[[ Text under study, beginning ]]

Limiting the spread of the disease
Bird keepers in Scotland are reminded to maximise biosecurity and keep their flocks housed after avian influenza (H5N1) was confirmed in a flock of approximately 14,000 mixed gamebirds on a gamebird rearing premises in Leven, Glenrothes.
Laboratory results of samples taken from the flock have identified the strain as highly pathogenic in poultry. In order to limit the further spread of disease, appropriate restrictions have been imposed on the premises.
A Protection Zone (PZ) of 3 km and a Surveillance Zone (SZ) of 10 km have now been put in place around the infected premises to limit the risk of spread of the disease. Within these zones a range of controls are in place, including restrictions on the movement of poultry, carcasses, eggs, used poultry litter and manure. Legislation for the H5N1 strain require a Restricted Zone (RZ) to also be declared. However, this RZ will also be 10 km and will have the same extent as the PZ and SZ, with no additional measures.
Public health advice remains that the risk to human health from the virus is very low and food standards bodies advise that avian influenzas pose a very low food safety risk for UK consumers, and it does not affect the consumption of poultry products including eggs.
Producers and bird keepers are reminded to comply with the order to house birds that came in to effect on the 14 December 2020, or ensure they are kept separate from wild birds and follow biosecurity procedures.
Minister for Rural Affairs and the Natural Environment Ben Macpherson said:
“Following this confirmation I have put in place controls required under domestic and EU legislation that will help control any further spread of the disease in the surrounding area. We ask that the public remain vigilant and report any findings of dead wild birds. People should not handle the birds. ”
Scotland’s Chief Veterinary Officer Sheila Voas said:
“This highly pathogenic strain of avian influenza (H5N1) has been confirmed on a farm of approximately 14,000 mixed gamebirds with high mortality in the last few days. All remaining birds are being humanely culled for disease control purposes.

[[ Text under study, end ]]
[[ Data shown, beginning ]]

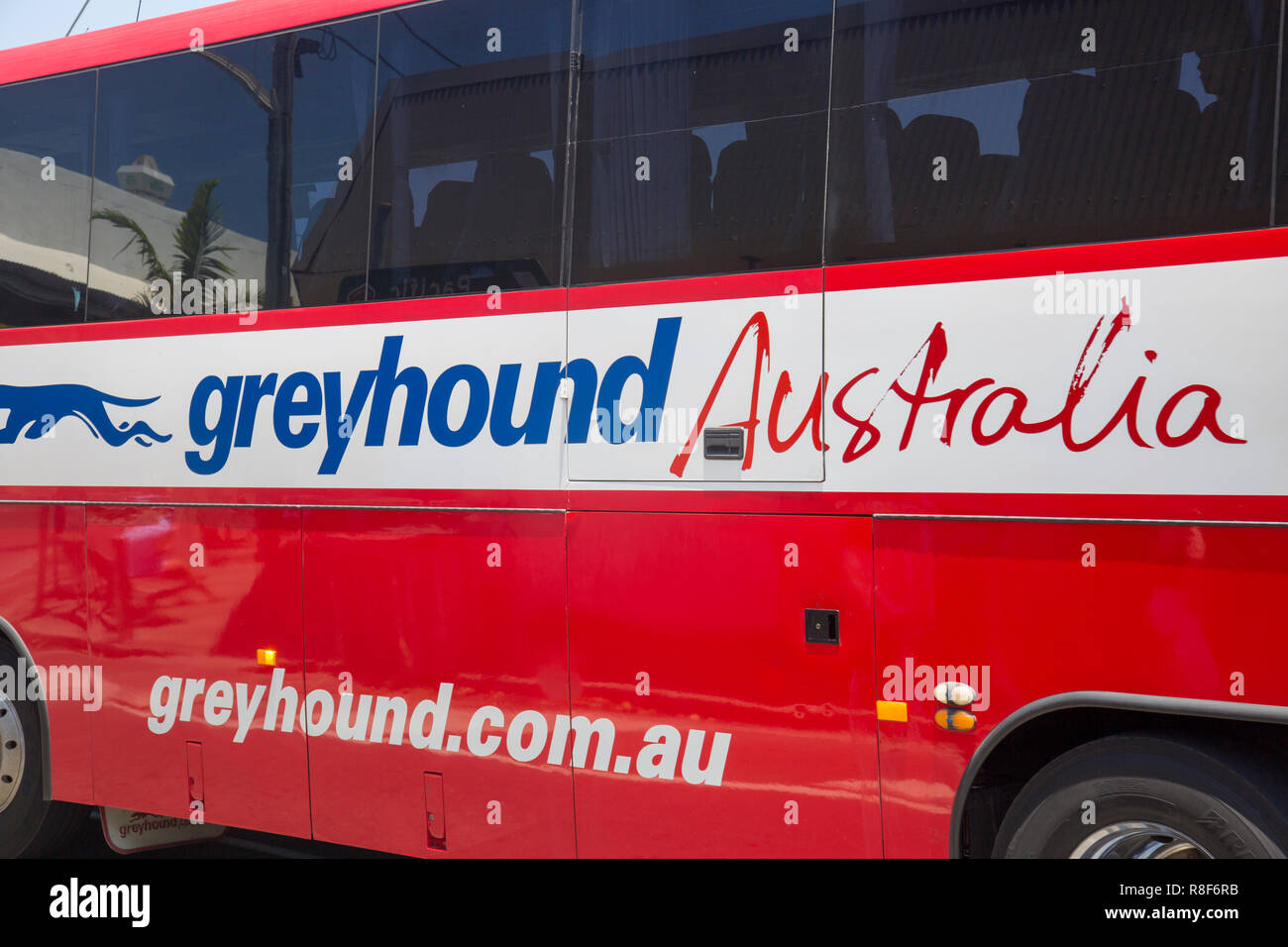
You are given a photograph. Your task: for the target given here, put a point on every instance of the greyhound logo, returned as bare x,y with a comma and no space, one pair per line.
35,410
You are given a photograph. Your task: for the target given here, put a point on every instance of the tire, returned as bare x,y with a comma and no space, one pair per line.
29,825
1154,796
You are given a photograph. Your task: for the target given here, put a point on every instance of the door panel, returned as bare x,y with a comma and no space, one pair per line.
193,594
711,609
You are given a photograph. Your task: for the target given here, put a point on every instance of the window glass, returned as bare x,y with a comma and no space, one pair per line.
46,150
988,125
471,147
239,167
700,137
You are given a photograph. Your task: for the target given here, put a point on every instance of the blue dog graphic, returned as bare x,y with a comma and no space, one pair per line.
38,408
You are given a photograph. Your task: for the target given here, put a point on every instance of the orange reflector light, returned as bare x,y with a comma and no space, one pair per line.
893,710
954,719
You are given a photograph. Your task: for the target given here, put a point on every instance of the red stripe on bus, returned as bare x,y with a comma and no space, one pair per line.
1164,252
697,289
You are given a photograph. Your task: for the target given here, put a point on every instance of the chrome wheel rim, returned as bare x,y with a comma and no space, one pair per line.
1138,840
13,751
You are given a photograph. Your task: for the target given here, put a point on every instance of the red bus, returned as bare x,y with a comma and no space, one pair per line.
649,428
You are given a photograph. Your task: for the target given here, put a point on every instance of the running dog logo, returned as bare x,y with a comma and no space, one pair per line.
38,408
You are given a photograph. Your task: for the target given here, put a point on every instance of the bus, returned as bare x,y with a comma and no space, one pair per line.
625,428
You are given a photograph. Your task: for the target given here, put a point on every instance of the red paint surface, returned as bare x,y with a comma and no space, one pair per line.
404,602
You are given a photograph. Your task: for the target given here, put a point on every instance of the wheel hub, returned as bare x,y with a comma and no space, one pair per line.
13,751
1138,840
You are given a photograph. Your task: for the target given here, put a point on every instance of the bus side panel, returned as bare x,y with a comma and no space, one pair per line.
1028,609
686,628
43,598
400,603
185,598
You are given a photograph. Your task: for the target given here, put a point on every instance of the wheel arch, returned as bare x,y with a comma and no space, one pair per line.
11,634
1100,712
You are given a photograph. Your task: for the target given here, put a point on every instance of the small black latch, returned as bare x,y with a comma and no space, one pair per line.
722,444
822,626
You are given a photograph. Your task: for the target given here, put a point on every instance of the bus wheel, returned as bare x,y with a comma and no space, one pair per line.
1141,795
29,825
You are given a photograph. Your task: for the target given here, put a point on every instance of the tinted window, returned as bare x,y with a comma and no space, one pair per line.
46,149
469,147
233,163
700,137
1282,184
992,125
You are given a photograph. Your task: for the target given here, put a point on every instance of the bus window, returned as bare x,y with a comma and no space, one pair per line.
699,138
46,151
469,149
1028,124
240,169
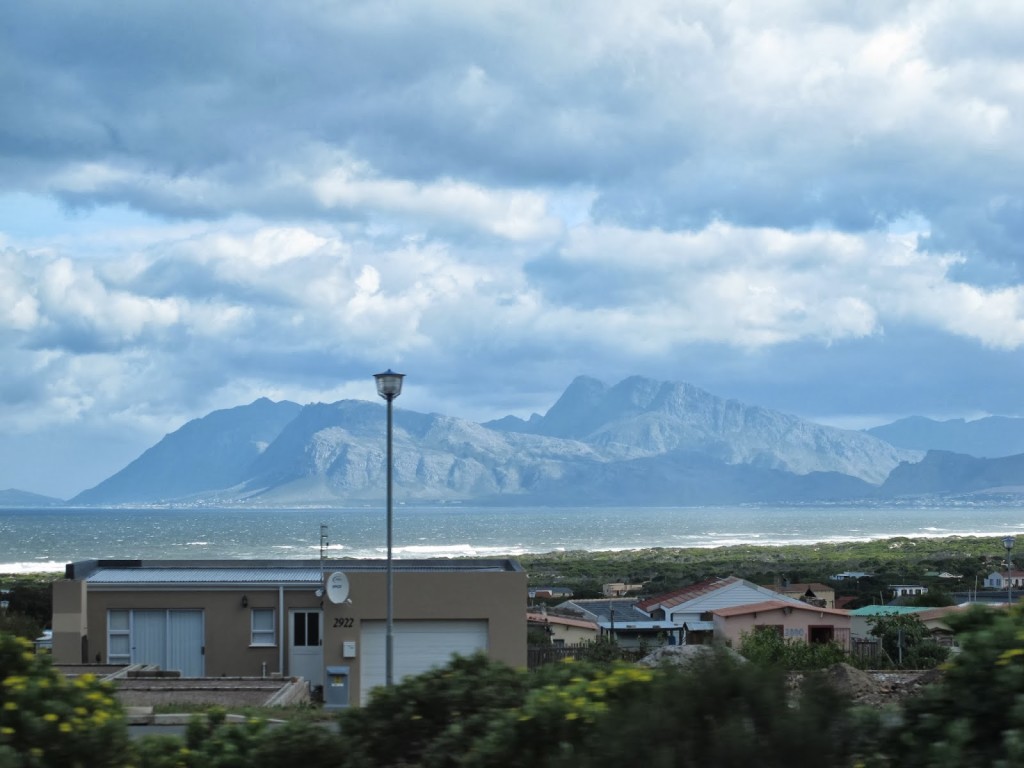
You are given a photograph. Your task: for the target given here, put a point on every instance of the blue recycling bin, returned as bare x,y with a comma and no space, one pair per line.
336,688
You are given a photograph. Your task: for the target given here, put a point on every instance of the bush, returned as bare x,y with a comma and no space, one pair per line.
432,719
974,716
768,648
48,720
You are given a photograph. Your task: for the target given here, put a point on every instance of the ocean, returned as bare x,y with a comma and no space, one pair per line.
44,540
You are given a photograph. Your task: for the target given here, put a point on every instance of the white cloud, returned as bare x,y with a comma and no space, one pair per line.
500,197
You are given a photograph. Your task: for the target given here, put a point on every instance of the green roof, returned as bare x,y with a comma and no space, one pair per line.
881,610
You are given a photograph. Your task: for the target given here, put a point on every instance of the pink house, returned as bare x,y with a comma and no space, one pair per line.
800,622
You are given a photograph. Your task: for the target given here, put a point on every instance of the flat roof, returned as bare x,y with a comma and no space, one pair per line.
263,571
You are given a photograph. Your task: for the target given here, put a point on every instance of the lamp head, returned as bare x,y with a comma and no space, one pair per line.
389,384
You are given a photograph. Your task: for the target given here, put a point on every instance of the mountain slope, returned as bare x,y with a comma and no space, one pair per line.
641,441
991,437
641,417
945,472
206,454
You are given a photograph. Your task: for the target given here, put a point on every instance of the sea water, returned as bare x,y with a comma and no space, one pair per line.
46,539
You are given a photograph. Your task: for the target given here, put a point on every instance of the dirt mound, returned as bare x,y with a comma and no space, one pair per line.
873,687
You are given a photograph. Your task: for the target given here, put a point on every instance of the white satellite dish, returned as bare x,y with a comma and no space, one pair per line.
337,587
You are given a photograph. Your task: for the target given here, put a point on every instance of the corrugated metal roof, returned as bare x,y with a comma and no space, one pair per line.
205,576
260,574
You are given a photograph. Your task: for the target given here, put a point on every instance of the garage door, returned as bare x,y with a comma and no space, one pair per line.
418,647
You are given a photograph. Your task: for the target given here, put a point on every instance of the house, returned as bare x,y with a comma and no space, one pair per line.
620,620
563,630
814,593
617,589
861,619
289,617
690,607
907,590
801,623
547,593
997,581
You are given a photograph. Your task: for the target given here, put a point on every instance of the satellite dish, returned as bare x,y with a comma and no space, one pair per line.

[[ Data shown, end ]]

* Task 1 *
According to the text on the avian influenza outbreak, roughly how many gamebirds were in the infected flock?
* Task 2 *
Carry on the text on the avian influenza outbreak from the point where it stops.
These rows come from a different source than the text.

* Answer area 1 *
Approximately 14,000 mixed gamebirds.

* Answer area 2 *
“It is vital that keepers take steps to improve their biosecurity and protect their birds from disease. Keepers who are concerned about the health or welfare of their flock should seek veterinary advice immediately. Your private vet, or your local Animal and Plant Health Agency office, will also be able to practical provide advice on keeping your birds safe from infection.”
In light of evidence from the continent and ongoing high numbers of findings among wild bird populations in GB, the risk of incursion of avian influenza has been increased to very high for wild birds, medium for poultry with high biosecurity, and high for poultry with poor biosecurity.
The UK government’s outbreak assessment following recent cases in the UK.
A cross-Government and industry poster outlining biosecurity advice can be downloaded.
Bird flu is a notifiable animal disease. If you suspect any type of bird flu you must report it immediately. Failure to do so is an offence.
In Great Britain, if you find a single dead bird of prey, gull or wild waterfowl (particularly swans, geese or ducks) or find five or more birds of any other species in the same location and at the same time, you should report them to the Defra helpline (03459 33 55 77 - please select option 7). You should not touch or pick up the birds.
Keepers should familiarise themselves with the avian flu advice.
You can report suspected case of disease by contacting your local Field Services Office.
In GB, you are legally required to register your birds if you keep more than 50 birds. Keepers with less than 50 birds are strongly encouraged to register. It is also a legal requirement to notify APHA of any significant changes in the average number of birds kept.